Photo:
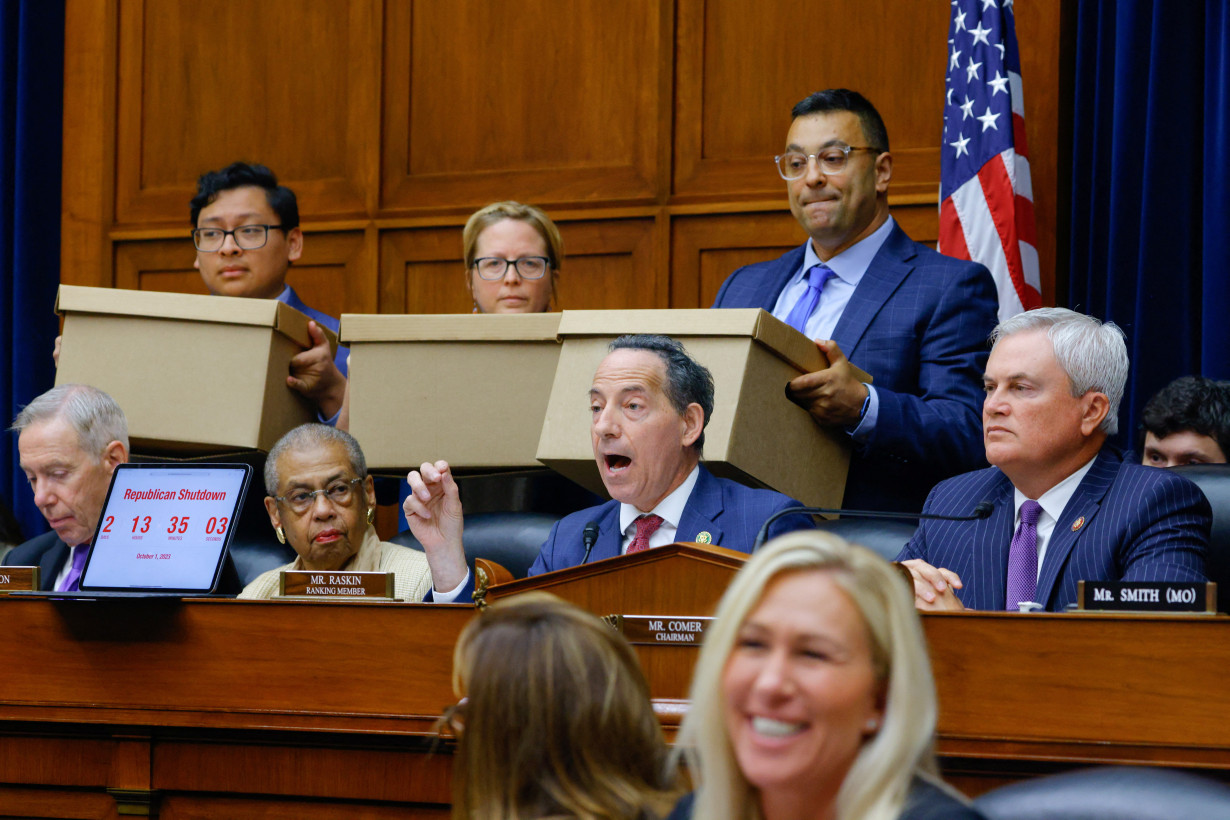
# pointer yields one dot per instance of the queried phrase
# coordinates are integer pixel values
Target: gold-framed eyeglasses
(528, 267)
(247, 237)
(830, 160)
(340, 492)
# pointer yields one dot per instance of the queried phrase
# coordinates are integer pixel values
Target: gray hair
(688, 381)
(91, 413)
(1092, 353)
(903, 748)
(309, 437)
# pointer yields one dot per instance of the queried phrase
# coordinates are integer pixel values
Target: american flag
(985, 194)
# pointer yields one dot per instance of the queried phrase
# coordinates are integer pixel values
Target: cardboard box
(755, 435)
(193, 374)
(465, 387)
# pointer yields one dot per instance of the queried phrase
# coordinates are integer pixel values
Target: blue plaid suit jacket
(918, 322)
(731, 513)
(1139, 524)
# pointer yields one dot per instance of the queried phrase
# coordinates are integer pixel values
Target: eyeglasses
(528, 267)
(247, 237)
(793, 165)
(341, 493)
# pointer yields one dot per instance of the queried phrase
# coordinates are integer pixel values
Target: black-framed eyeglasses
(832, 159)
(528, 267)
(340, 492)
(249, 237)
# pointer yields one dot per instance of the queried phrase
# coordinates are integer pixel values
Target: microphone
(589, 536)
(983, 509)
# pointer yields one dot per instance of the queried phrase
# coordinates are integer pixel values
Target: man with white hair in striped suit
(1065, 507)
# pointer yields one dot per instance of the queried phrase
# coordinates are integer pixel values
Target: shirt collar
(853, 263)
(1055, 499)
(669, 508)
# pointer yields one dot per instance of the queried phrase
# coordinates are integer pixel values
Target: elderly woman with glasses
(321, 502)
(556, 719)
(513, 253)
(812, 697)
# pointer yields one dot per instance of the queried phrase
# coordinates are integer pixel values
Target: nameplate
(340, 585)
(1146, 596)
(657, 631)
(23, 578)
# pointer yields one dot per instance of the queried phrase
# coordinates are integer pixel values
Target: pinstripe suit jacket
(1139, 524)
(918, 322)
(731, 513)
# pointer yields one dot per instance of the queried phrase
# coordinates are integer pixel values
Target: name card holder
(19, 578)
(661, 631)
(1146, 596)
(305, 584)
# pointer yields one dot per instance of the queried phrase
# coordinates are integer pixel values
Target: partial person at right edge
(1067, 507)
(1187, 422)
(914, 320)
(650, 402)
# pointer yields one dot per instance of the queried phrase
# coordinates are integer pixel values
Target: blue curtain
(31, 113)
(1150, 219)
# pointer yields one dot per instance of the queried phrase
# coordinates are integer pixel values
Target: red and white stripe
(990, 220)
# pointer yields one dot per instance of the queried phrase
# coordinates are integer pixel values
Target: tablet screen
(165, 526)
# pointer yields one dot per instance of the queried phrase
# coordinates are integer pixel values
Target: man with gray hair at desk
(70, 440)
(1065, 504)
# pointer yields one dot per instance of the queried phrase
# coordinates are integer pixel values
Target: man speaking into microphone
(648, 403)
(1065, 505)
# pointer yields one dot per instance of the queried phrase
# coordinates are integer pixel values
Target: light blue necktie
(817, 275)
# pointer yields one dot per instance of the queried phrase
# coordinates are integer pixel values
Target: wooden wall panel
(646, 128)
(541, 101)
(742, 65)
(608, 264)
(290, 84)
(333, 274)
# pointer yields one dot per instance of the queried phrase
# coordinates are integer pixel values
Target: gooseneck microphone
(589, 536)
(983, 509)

++++

> **EXERCISE BRIEF**
The listing above must be printed again exactly, minus its pictures.

> **EXERCISE ANSWER**
Photo:
# pointer yields one dot per instance of the queried phrase
# coordinates are integer pixel values
Target: gold-framed eyeglasses
(528, 267)
(247, 237)
(830, 160)
(340, 492)
# pointer yields one dot per instance of the queried phrase
# coordinates are integer pixel values
Target: gray hair
(688, 381)
(91, 413)
(1092, 353)
(903, 748)
(309, 437)
# pointer yields one dot per instance of the queried phrase
# coordinates are integer pixel values
Target: american flag
(985, 194)
# pointer yields one dot per instance of the queried phrase
# coordinates are integer pixel values
Target: cardboard box
(755, 435)
(193, 374)
(465, 387)
# pointer yields one dot per instance of the queried phrase
# coordinates are integer pixel values
Target: blue plaid suit jacket
(918, 322)
(731, 513)
(1139, 524)
# pointer yields one dot per instance of the queried phrase
# coordinates are integer pixel values
Target: eyeglasses
(528, 267)
(247, 237)
(793, 165)
(341, 493)
# pointer yields one dot per instance of the queried phrase
# coordinates are integer pixel values
Target: black-framed eyeglasses
(832, 159)
(528, 267)
(340, 492)
(249, 237)
# pointer yields one dot per instance of the queried phrase
# coordinates are integer pixel values
Target: microphone
(589, 536)
(983, 509)
# pointer yields one dot per instance of the queried phrase
# coordinates are integer pixel values
Target: man with white hair in striped suit
(1065, 507)
# pointer yields one dot per instance of the queried phrase
# coordinates are integer pixel values
Target: shirt collar
(853, 263)
(1055, 499)
(669, 508)
# pointer yields one dot per instance of the queried phrase
# coordinates are integer pixel values
Target: elderly woman with glasses
(321, 502)
(556, 719)
(513, 253)
(812, 697)
# pointer yields one dot per instance of the queried phrase
# coordinates are integer pixel values
Target: nameplate
(340, 585)
(1146, 596)
(657, 631)
(23, 578)
# pointer yields one dot per instance of the queried phrase
# coordinates are integer pixel values
Target: pinstripe suit jacket
(1139, 524)
(918, 322)
(731, 513)
# pointer yields one dot per instance of the queried phrase
# coordinates are integer pixel values
Target: name card holder
(19, 578)
(661, 631)
(1146, 596)
(305, 584)
# pointer yields one dot per instance of the queried phrase
# coordinates are integer pixel values
Target: partial person at right edge
(1067, 507)
(1187, 422)
(914, 320)
(650, 402)
# pointer yields one dot per instance of the queried phrase
# coordinates are integer pixel values
Target: blue curtain
(31, 113)
(1150, 219)
# pointer yields one dot per instance of the queried phrase
# coordinates are integer pixel values
Target: red and white stripe
(990, 220)
# pointer yields one dot per instance of the queried phrase
# coordinates are integer pixel values
Target: tablet screen
(165, 526)
# pointer yields one dot per instance of the queried phrase
# coordinates are integer pixel values
Target: man with gray hair at desk
(70, 440)
(1065, 504)
# pointer yields one dot per instance of the queried phrase
# coordinates are integer pixel values
Target: man speaking into microphone
(648, 403)
(1065, 505)
# pointer yields one dot per instance of the queried phrase
# coordinates are integer pixel values
Target: light blue necktie
(817, 275)
# pointer yields one dot per instance of the queried phrase
# coordinates are integer pixel values
Target: wooden wall panel
(646, 128)
(541, 101)
(742, 65)
(608, 264)
(290, 84)
(333, 274)
# pointer yields one dot per instance of the queried phrase
# coordinates are integer pixel values
Target: gooseneck microphone
(589, 536)
(983, 509)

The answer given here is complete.